» Data supplied
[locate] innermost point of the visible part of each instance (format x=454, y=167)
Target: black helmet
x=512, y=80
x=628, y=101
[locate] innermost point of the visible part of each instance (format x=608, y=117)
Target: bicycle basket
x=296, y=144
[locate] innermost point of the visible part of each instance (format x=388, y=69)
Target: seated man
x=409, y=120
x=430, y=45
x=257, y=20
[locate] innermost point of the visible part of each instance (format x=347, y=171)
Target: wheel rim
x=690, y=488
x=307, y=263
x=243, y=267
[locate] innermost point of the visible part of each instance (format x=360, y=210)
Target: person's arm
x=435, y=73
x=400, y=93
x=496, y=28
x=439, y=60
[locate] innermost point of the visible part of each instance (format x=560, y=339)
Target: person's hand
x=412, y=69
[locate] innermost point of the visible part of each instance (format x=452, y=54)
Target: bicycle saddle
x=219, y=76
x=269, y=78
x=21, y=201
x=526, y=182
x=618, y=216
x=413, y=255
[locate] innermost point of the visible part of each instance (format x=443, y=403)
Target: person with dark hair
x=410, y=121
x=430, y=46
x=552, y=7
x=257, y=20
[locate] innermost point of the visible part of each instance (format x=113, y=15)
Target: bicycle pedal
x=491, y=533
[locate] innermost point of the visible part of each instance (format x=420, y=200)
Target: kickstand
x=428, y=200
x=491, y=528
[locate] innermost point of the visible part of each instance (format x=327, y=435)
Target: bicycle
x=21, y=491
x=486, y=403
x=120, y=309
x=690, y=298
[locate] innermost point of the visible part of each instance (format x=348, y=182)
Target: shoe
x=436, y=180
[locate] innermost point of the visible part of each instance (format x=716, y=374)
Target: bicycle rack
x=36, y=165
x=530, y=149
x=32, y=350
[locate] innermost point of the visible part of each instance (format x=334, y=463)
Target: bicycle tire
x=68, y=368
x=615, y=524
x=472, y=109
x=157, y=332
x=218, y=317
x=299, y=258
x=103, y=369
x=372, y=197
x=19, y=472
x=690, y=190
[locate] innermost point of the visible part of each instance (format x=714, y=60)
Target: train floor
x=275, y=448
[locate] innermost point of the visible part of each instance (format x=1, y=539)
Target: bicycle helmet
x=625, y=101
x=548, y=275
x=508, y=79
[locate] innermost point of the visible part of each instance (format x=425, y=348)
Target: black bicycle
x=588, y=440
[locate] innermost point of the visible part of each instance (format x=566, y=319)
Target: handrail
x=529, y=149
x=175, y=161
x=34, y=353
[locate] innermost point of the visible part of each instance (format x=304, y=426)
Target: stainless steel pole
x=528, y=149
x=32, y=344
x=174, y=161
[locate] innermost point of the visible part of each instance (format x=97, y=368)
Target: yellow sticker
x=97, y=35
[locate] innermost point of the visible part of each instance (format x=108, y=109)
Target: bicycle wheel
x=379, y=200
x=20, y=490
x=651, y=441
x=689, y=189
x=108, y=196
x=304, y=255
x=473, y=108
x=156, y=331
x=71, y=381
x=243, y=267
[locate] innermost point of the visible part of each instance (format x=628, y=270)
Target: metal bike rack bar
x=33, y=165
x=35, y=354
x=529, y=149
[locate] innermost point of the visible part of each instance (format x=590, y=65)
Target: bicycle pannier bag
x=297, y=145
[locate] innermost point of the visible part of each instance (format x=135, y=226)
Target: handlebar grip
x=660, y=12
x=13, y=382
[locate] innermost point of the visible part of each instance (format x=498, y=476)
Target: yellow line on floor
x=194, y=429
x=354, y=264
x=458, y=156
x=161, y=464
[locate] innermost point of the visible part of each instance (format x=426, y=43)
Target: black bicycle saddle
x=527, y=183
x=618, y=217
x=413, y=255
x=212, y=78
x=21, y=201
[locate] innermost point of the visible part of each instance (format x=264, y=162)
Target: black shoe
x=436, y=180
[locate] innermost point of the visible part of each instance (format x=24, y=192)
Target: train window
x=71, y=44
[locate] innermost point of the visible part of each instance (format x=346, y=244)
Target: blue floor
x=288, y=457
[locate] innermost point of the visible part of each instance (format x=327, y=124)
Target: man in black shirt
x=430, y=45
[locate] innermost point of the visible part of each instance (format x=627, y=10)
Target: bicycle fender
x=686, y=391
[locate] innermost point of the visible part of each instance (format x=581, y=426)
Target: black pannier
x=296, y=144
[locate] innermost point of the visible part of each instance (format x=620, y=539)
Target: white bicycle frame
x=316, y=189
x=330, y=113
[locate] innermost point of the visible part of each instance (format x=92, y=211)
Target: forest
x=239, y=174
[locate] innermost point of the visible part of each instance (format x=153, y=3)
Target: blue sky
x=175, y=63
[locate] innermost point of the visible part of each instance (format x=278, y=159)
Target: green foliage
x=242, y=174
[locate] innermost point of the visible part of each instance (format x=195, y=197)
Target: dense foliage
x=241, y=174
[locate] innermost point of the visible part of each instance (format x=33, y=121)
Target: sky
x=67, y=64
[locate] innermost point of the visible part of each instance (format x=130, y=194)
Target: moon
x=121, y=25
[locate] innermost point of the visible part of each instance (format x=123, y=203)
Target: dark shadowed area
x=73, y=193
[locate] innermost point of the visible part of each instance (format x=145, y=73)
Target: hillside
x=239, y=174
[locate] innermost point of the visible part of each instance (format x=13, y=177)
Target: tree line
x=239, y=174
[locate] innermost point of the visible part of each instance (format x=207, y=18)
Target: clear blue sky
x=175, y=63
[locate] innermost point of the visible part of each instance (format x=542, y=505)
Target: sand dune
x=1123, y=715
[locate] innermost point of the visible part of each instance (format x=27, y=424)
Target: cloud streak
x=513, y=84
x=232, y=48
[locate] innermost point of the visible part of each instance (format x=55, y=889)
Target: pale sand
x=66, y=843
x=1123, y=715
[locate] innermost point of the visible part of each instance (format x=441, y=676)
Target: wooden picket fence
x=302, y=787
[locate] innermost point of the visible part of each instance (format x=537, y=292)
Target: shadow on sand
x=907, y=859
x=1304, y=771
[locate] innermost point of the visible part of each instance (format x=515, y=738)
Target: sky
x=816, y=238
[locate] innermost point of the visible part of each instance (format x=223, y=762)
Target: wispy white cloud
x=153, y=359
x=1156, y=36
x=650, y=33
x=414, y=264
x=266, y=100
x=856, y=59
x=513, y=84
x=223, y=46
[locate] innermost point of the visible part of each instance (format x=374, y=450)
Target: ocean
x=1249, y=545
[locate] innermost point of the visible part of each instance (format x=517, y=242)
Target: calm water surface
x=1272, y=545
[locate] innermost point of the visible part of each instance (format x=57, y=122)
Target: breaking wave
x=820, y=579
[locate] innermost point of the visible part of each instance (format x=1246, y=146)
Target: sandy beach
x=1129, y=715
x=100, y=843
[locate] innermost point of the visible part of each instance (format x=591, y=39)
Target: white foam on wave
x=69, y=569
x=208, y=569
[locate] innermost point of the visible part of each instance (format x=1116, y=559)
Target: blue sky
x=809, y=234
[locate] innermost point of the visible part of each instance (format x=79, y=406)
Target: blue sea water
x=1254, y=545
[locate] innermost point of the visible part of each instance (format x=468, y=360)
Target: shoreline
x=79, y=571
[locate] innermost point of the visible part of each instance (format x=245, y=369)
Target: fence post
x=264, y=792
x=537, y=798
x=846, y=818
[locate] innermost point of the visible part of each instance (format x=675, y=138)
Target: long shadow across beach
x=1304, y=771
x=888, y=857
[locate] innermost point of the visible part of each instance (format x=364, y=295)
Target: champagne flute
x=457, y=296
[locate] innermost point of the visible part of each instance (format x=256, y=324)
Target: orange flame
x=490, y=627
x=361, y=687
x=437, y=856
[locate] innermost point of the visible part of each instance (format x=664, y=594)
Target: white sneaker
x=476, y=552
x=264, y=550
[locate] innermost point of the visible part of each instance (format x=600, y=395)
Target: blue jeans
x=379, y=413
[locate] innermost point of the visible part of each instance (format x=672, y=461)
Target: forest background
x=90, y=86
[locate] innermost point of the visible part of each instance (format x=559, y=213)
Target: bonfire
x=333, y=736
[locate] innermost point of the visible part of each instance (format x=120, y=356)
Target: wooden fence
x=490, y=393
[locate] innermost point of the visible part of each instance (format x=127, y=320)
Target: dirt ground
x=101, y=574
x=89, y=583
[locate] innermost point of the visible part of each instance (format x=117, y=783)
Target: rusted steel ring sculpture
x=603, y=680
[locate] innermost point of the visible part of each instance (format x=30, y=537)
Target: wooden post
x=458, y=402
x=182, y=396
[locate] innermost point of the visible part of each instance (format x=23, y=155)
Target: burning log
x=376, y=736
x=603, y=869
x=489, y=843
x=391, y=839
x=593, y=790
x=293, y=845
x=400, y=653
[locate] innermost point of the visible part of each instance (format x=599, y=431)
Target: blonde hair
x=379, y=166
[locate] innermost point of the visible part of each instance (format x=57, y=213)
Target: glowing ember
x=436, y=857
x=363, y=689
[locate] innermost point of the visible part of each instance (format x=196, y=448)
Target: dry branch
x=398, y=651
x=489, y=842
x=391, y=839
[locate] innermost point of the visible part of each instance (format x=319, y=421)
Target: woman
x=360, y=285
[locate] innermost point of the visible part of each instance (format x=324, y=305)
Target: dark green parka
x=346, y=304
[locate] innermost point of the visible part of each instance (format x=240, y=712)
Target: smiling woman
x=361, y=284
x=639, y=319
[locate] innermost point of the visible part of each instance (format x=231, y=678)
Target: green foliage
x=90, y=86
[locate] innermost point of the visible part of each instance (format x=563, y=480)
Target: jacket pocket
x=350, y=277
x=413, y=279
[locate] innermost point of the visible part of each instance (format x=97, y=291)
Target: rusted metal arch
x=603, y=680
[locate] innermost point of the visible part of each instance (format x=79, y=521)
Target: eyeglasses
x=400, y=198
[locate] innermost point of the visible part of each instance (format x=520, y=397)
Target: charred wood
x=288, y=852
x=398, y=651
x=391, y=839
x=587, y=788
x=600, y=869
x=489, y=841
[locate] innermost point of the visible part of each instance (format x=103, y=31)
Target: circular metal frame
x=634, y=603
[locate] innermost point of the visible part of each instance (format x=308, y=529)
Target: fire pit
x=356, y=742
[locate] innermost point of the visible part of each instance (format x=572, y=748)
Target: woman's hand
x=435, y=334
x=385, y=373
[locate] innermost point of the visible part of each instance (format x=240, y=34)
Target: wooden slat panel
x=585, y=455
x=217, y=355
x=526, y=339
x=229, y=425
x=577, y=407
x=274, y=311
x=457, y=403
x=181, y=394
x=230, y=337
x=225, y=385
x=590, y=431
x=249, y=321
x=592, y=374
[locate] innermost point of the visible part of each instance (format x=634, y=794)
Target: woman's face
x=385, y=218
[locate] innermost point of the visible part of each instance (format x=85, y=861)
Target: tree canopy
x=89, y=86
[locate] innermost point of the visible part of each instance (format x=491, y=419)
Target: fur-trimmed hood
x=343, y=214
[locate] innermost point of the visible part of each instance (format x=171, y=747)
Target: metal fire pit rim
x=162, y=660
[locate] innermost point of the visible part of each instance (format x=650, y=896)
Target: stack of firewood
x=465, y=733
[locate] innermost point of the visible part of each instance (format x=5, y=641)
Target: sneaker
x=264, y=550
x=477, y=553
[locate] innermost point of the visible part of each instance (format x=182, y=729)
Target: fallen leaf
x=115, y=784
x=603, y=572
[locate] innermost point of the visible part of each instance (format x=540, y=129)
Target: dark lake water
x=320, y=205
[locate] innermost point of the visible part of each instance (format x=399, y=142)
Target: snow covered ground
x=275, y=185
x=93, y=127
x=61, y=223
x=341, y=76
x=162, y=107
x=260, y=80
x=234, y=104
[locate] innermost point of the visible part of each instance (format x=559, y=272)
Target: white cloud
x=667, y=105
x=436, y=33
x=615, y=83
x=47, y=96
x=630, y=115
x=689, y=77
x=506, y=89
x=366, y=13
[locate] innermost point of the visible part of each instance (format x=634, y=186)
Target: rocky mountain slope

» Task details
Reproduce every line from the line containing "(format x=620, y=539)" through the line containing "x=241, y=174", requests included, and multiply each answer coordinate by 0.85, rounding to whole numbers with halves rounded up. Leave the requests and their format samples unchanged.

» Correct output
[locate] innermost point of the visible part of each instance (format x=620, y=539)
Target: white bicycle frame
x=269, y=161
x=281, y=96
[locate] innermost point of the visible part of each instance (format x=92, y=211)
Target: forest
x=203, y=148
[locate] innermost point of the visible part of each instance (format x=153, y=3)
Target: blue sky
x=149, y=54
[locate] innermost point of the visible part of each instance (format x=278, y=159)
Target: green foliage
x=206, y=148
[locate] innermost point of the visible part of each instance (format x=195, y=197)
Target: dense foliage
x=205, y=148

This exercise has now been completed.